Top of Text segment

Tue. May 21st, 2024

….over 120,000 Nigerian children die each year due to hypoxemia

The United Nation’s Children Fund (UNICEF) and IHS Nigeria, a subsidiary of IHS Towers, has announced an 18-month partnership to help strengthen oxygen supply in hospitals for the treatment of pneumonia, COVID-19 and other hypoxemia disorders, particularly in newborn babies and pregnant women.

The partnership covers Ogun, Oyo, Kano, Bauchi, Kaduna, Ebonyi, Cross Rivers, and Rivers states. UNICEF, in a statement on Friday said thepartnership aims to further support the Federal Ministry of Health in meeting demands for effective oxygen therapy in Nigeria.  

The UN agency, while noting that it has been in partnership with IHS Nigeria since 2019, informed that under new collaboration, oxygen plants will be installed in health facilities and incorporated into state-specific oxygen resilience plans, including training healthcare workers on the safe administration of oxygen.

“Oxygen is a life-saving medical gas used to treat respiratory illnesses and support various healthcare provisions such as emergency obstetric care, surgery, and anaesthesia. It is critical to improving health outcomes and reducing mortality due to pneumonia by 35 percent, yet, seldom available and often expensive,” the statement read.

The agency  further revealed that over 120,000 children die each year due to hypoxemia in Nigeria.

Bottom of Text segment
Top of Given entries

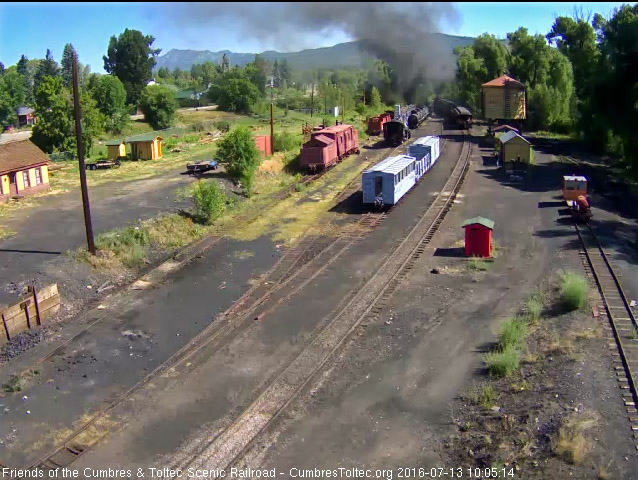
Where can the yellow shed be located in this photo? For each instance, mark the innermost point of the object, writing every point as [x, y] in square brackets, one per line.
[515, 148]
[504, 99]
[115, 149]
[145, 147]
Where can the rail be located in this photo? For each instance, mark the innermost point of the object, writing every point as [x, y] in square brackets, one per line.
[229, 446]
[621, 319]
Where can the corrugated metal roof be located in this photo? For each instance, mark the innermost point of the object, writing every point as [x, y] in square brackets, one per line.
[323, 139]
[575, 178]
[504, 80]
[428, 140]
[145, 137]
[392, 165]
[509, 136]
[24, 111]
[19, 155]
[336, 128]
[486, 222]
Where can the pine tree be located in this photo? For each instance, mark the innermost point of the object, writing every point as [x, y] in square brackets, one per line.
[67, 64]
[276, 76]
[47, 68]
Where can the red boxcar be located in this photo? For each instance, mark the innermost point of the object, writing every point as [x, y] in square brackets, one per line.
[319, 152]
[345, 136]
[375, 124]
[329, 145]
[262, 142]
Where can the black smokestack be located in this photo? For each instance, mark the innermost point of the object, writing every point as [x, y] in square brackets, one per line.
[398, 33]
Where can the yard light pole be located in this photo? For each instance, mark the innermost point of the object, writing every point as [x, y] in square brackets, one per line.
[78, 135]
[272, 118]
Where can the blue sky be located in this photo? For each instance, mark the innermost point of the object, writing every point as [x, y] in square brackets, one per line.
[31, 28]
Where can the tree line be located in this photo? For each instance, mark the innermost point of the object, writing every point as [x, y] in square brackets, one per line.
[581, 77]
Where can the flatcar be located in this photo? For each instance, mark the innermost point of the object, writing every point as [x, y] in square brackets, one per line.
[426, 150]
[328, 146]
[395, 132]
[389, 180]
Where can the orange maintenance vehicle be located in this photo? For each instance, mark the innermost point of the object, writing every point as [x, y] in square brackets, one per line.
[575, 195]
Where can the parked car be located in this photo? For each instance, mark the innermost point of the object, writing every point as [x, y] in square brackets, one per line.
[202, 166]
[103, 164]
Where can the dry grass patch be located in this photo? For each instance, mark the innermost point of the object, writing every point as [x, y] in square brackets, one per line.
[572, 444]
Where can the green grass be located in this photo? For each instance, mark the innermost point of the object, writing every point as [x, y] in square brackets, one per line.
[513, 334]
[573, 291]
[502, 363]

Bottom of Given entries

= Problems to solve =
[1] Answer these about the article on oxygen supply in Nigeria:
(a) How long will the partnership between UNICEF and IHS Nigeria last?
(b) Since what year has UNICEF been in partnership with IHS Nigeria?
(c) By what percentage does the statement say oxygen helps reduce pneumonia mortality?
[2] Please return the part of the article on oxygen supply in Nigeria starting with "Tue. May 21st, 2024" and going on through "and pregnant women.".
[3] Resume the article on oxygen supply in Nigeria after its last sentence.

= Answers for the tasks =
[1]
(a) 18 months.
(b) 2019.
(c) 35 percent.

[2]
Tue. May 21st, 2024

….over 120,000 Nigerian children die each year due to hypoxemia

The United Nation’s Children Fund (UNICEF) and IHS Nigeria, a subsidiary of IHS Towers, has announced an 18-month partnership to help strengthen oxygen supply in hospitals for the treatment of pneumonia, COVID-19 and other hypoxemia disorders, particularly in newborn babies and pregnant women.

[3]
Peter Hawkins, UNICEF Nigeria Representative said,  “With limited access to supplemental oxygen, the line between life and death is blurred for critically ill patients with pneumonia and severe COVID-19 symptoms. This situation is, unfortunately, the reality for many.”

“At UNICEF, we value our strong partnership with IHS Nigeria. It is only through joint efforts and the support of trusted partners like IHS Nigeria that we can deliver robust healthcare and advance other sustainable development goals to all Nigerians,’’ Hawkins added.

Mohamad Darwish, CEO IHS Nigeria, said, “We are delighted to be contributing further to the provision of healthcare in Nigeria. When we read about the number of deaths in Nigeria that could be avoided by making oxygen available, such projects become a must-do rather than an option.”

“By working collaboratively, we believe we can help improve the health and well-being of our communities and thereby express a very small token of appreciation to our beloved country and the communities that host us. We also hope this partnership will encourage others in the private sector to contribute to the delivery of vital healthcare for women and children across Nigeria,” he added.